• [Trecho do documento]
Permitindo-se a Aprender.
Numa determinada ocasião, recebi um telefonema de uma pessoa que queria informações sobre o “Curso de Proteções Móveis” que eu ministro, pois ele e um amigo tinham interesse em fazê-lo. Na conversa por telefone, expliquei como eram as aulas e passado algum tempo, eles apareceram para fazer o curso e assim conheci uma história mais que original.
Os dois amigos de longa data resolveram começar a praticar escaladas “indoor” e começaram a treinar na academia 90 Graus, onde Paulo Gil que é proprietário, orientador da academia e um “Mestre do movimento na vertical”, conhecendo a vontade deles em fazer escalada “outdoor”, recomendou meus cursos.
Num dado momento, perceberam que precisam adquirir mais conhecimentos técnicos para a prática da escalada outdoor. Com esse pensamento, compraram um “livro” sobre o assunto e o equipamento básico necessário. Estudaram “minuciosamente” o livro em casa e no grande dia de colocar o conhecimento em pratica, foram para uma pedreira, a Pedreira do Dib, que é um local de escaladas, perto de Sp, para praticar o que aprenderam com o livro.
Isso me dá arrepios, pois lembra minhas primeiras experiências em 72 ̸ 73, onde eu barbarizava as pedreiras na região de Santa Felicidade, Mercês, Vista Alegre (Bairros de Curitiba), com um toco de corda de 30 mts de sisal, um “oito soldado” e alguns pitons feitos por um ferreiro. De muitas pedreiras fui expulso, outras chamaram os bombeiros, a polícia e em uma ocasião, o vigia de uma pedreira, já de saco cheio com o Homem Aranha aqui, disparou dois tiros de espingarda como aviso caso eu voltasse.
Logo que os dois amigos chegaram à pedreira, assistiram um escalador cair de uma via e quebrar o pé. Refeitos da cena e entendendo aquilo como um, “bem vindos ao clube das fraturas”, continuaram com seus propósitos e treinaram nas vias.
Daí pra frente aconteceu o que eu chamo de “originalidade da relação”. Após a ida a pedreira, entre escaladas esportivas, caminhadas e montanhismo, eles chegaram até mim com uma lista de saídas para as montanhas e escaladas que impressionaram pela disposição e curiosidade que demonstravam.
Tinham escalado em vários lugares e ainda queriam subir muitas outras. A última escalada que fizeram em montanhas, foi uma tentativa na Agulha do Diabo, mas desceram perto do cume, um pouco antes da “Chaminé da Unha”, por se sentirem inseguros e por falta de conhecimentos. Por isso, os dois amigos resolveram que deveriam aprender mais e me procuraram.

• [Instruções]
**A)** Responda com base no relato sobre escalada:
(i) Em que academia os dois amigos começaram a treinar escalada indoor?
(ii) Qual pedreira eles visitaram para praticar o que aprenderam com o livro?
(iii) Em que montanha fizeram a última tentativa de escalada?
**B)** Devolva sem alterações o trecho do relato sobre escalada que vai de "Isso me dá arrepios, pois" até "caso eu voltasse.".
A listagem não é necessária aqui.

• [Listagem fornecida]
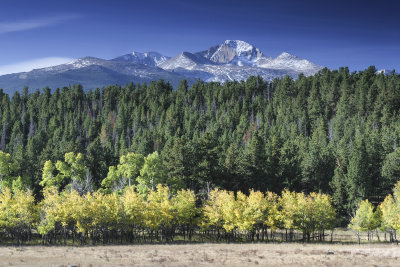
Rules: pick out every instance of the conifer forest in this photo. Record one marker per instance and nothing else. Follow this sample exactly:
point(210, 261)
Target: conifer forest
point(233, 161)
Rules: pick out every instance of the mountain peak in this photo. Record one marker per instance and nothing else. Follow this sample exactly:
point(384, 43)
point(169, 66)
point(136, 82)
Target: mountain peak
point(146, 58)
point(286, 55)
point(235, 52)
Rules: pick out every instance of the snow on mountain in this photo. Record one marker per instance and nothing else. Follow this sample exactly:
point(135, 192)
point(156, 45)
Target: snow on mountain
point(231, 60)
point(286, 61)
point(185, 60)
point(147, 58)
point(237, 60)
point(234, 52)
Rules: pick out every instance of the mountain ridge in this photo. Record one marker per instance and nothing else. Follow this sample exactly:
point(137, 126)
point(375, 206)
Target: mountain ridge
point(230, 60)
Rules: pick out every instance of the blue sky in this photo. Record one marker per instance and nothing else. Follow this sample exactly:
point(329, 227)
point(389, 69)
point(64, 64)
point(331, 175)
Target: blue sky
point(329, 33)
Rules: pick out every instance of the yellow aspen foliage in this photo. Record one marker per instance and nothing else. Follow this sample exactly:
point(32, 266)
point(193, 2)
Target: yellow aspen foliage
point(159, 209)
point(324, 214)
point(390, 209)
point(228, 207)
point(273, 217)
point(184, 204)
point(212, 216)
point(48, 210)
point(364, 219)
point(17, 211)
point(134, 206)
point(252, 210)
point(289, 205)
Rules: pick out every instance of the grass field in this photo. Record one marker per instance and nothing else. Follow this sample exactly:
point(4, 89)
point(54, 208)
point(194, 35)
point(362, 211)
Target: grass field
point(278, 254)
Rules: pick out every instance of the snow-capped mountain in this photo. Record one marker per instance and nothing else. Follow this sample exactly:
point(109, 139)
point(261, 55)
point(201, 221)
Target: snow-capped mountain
point(147, 58)
point(237, 60)
point(234, 52)
point(231, 60)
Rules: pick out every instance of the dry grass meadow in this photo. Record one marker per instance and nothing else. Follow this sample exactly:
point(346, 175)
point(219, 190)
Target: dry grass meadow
point(278, 254)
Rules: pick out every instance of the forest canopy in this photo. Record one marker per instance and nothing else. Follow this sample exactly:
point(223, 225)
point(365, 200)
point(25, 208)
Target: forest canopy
point(334, 133)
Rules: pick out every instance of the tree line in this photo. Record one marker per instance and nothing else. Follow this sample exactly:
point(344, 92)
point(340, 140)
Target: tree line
point(334, 133)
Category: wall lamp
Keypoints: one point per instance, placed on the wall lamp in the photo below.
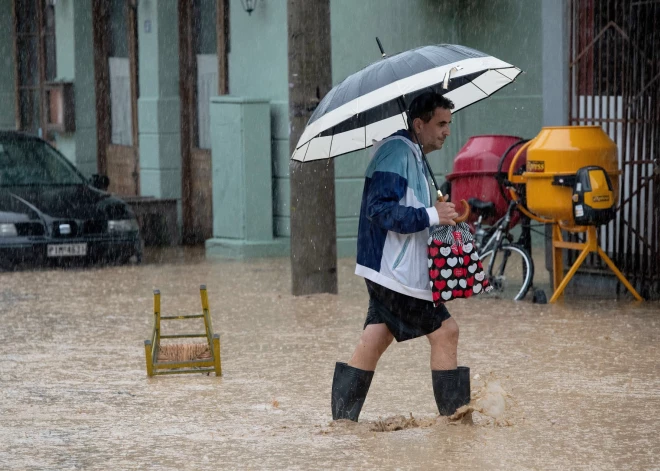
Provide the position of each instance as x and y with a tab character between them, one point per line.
249	5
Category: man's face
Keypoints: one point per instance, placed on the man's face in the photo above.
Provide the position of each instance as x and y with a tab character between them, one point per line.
432	135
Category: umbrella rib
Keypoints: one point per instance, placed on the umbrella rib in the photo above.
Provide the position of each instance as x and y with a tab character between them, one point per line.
498	71
479	88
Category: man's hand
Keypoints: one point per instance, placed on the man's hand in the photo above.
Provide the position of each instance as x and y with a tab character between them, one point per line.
446	212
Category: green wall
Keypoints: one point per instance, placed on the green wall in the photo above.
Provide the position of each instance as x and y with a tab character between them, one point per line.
258	68
508	29
7	78
400	26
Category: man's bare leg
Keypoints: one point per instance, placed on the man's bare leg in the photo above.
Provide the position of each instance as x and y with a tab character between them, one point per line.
373	342
444	346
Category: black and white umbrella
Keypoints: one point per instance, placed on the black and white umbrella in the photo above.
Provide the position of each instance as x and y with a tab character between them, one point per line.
370	104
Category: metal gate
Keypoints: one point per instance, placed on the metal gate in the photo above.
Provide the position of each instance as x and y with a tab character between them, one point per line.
615	83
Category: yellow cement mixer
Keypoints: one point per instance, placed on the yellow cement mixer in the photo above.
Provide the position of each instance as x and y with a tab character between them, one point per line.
571	181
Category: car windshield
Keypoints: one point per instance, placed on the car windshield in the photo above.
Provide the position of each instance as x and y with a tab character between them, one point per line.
26	162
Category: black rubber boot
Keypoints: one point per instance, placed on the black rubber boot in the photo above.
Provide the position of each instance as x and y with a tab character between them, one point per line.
464	384
349	390
451	389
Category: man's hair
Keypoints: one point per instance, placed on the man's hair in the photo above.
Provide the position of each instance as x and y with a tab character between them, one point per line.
425	104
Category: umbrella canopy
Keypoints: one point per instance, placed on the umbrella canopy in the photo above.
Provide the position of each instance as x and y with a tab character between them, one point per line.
370	104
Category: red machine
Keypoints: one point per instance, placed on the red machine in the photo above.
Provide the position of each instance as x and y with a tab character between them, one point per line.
475	170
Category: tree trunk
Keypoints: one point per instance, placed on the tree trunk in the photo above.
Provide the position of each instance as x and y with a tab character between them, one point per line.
313	226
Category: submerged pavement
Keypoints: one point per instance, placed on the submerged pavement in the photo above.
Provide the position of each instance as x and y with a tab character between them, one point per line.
575	385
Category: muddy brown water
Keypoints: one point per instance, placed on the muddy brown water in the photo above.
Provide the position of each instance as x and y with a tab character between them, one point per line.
575	385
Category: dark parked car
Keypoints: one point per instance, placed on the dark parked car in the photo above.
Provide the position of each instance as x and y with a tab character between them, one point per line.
49	212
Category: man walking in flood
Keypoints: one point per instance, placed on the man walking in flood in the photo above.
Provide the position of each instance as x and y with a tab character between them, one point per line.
395	216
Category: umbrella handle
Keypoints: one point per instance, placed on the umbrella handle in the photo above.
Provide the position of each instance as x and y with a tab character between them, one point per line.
466	213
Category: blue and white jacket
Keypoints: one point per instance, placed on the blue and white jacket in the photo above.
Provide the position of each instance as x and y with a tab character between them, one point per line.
395	217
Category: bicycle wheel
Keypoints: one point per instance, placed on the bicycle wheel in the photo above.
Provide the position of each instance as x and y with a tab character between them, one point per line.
510	272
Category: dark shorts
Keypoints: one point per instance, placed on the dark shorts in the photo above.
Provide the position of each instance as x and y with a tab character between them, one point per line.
406	317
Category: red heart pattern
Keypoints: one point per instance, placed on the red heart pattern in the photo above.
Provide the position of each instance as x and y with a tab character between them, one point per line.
455	269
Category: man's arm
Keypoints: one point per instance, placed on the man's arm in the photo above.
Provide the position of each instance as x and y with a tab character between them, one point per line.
385	191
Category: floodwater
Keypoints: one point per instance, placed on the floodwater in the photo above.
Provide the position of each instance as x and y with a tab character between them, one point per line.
575	385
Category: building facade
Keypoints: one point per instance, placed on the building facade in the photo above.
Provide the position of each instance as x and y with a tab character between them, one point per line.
186	101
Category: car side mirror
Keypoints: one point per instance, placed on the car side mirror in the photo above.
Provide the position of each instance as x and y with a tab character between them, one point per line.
102	182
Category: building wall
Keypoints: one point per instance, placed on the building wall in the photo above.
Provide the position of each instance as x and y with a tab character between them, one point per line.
508	29
7	77
75	62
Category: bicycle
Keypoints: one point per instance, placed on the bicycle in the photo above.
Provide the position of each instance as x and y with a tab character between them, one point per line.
508	265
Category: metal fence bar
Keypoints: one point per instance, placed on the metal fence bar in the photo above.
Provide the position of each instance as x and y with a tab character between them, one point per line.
614	82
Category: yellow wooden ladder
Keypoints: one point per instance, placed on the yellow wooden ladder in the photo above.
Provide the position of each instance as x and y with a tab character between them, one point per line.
152	347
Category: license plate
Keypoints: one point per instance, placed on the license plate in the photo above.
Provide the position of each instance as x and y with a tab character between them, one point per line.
67	250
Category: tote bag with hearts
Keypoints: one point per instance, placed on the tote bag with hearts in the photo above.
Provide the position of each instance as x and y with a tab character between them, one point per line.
454	266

• [Respostas por tarefa]
**A)**
(i) Na academia 90 Graus.
(ii) A Pedreira do Dib.
(iii) Na Agulha do Diabo.

**B)**
Isso me dá arrepios, pois lembra minhas primeiras experiências em 72 ̸ 73, onde eu barbarizava as pedreiras na região de Santa Felicidade, Mercês, Vista Alegre (Bairros de Curitiba), com um toco de corda de 30 mts de sisal, um “oito soldado” e alguns pitons feitos por um ferreiro. De muitas pedreiras fui expulso, outras chamaram os bombeiros, a polícia e em uma ocasião, o vigia de uma pedreira, já de saco cheio com o Homem Aranha aqui, disparou dois tiros de espingarda como aviso caso eu voltasse.